◆ **Excerpted text**

The small signs say a lot. Think about the secretary of the Department of Home Affairs who complimented the "risk savviness" of a woman who wore flat soled shoes to an AFL grand final so she could quickly scoot away if there was an atrocity at the event. One may laugh at such a silly mindset until it's remembered it's possessed by one of the government's principal national security advisers. Brows might furrow further when it's remembered that this official's minister is Peter Dutton, who thinks the misbehaviour of a certain class of persons is deterring Melbournians from going to restaurants.
After the 9-11 atrocities, an American writer pointed out those using violence as a political tactic want three things - recognition, reaction and reward. Many governments have obliged these expectations extravagantly. The Bush "war on terror" allowed murderers to parade as soldiers. The demands of celebrity have turned the leaders of terrorist gangs into pin-up boys and the grandiosely publicised killings of some of them have made them martyrs, whose usefulness may be more effective dead than alive. Finally, the greatest reward for modern terrorists has been the unwillingness of democratic governments to rely sufficiently on the strength of existing laws to control the menace but to curb hard won civil liberties in the name of "making people safe".
So bastions of democracy undermine themselves. Their claims about strong responses to terrorist threats are signs of weakness showing a lack of faith in the strength and resilience of longstanding laws and institutions. So it has been in Australia.
In his excellent new book Secret: The Making of Australia's Security State (Melbourne University Press, 2019), Brian Toohey pungently describes how these new laws are creating a "national security state" with "a juggernaut that has already shredded civil liberties". The author says he hopes his book is a "modest counter-narrative to the official accounts of Australia at war and the role of its intelligence services and foreign-run bases". In fact, it is an important historical analysis of Australian national security by the most well-informed and conscientious public commentator in the field.
Toohey pursues the truth relentlessly. He deals firmly and fairly with the falsifiers, dissimulators and cover-up merchants he encounters. At the same time, he readily acknowledges virtue when he finds it. He says that Sir Robert Menzies "usually showed a genuine commitment to the great English legal traditions protecting individual liberty against intrusions by the state - unlike most Australian prime ministers since 2001". He notes that after the Sydney Hilton Hotel bombings in 1978, "the Fraser government did not introduce special terrorism legislation...". And he commends the acumen of the then deputy head of the Prime Minister's Department, Mike Codd, who in 1978 made plain his unease about calling in police to track down leaks of cabinet submissions, including one on national security. The inclinations of Menzies, Fraser and Codd are a stark contrast with today's leaders who are ever ready with new restrictive laws and a willingness to call in the cops at the drop of a hat.

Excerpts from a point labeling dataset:
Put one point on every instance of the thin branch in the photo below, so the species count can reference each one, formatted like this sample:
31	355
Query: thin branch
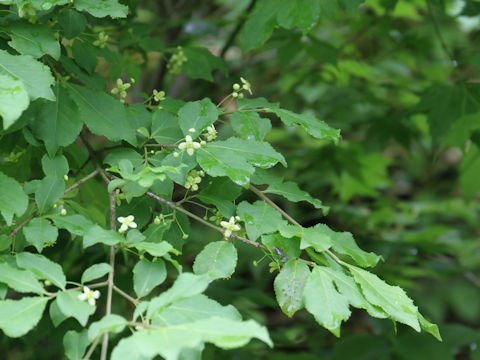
81	181
193	216
108	309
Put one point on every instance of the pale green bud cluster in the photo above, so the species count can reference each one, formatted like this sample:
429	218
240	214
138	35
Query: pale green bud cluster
176	61
101	40
194	178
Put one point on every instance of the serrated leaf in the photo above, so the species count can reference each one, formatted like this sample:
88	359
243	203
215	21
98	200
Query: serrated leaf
147	275
165	127
186	285
33	39
102	8
18	317
250	126
324	302
96	234
260	218
109	323
71	306
20	280
43	268
50	189
13	99
236	158
57	123
218	260
197	115
289	285
35	75
13	200
95	271
72	22
75	344
315	127
103	114
391	299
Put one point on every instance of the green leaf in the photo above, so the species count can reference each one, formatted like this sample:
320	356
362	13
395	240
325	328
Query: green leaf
20	280
201	63
43	268
250	126
13	199
95	271
260	218
35	75
197	115
186	285
57	123
56	167
391	299
289	285
218	260
33	39
154	249
71	306
75	224
50	189
221	193
13	99
72	22
234	158
96	234
18	317
165	128
103	114
109	323
147	275
324	302
75	344
102	8
315	127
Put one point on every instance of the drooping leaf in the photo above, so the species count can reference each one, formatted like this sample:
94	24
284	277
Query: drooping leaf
13	200
18	317
71	306
20	280
391	299
324	302
33	39
218	260
75	344
50	189
260	218
197	115
289	285
109	323
95	271
35	75
103	114
103	8
147	275
236	158
13	99
57	123
43	268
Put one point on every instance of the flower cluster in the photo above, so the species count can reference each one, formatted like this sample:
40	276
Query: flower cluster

◆ **Short task**
Please answer from the excerpt on Australia's national security laws: what three things did an American writer say those using violence as a political tactic want?

◆ **In response**
Recognition, reaction and reward.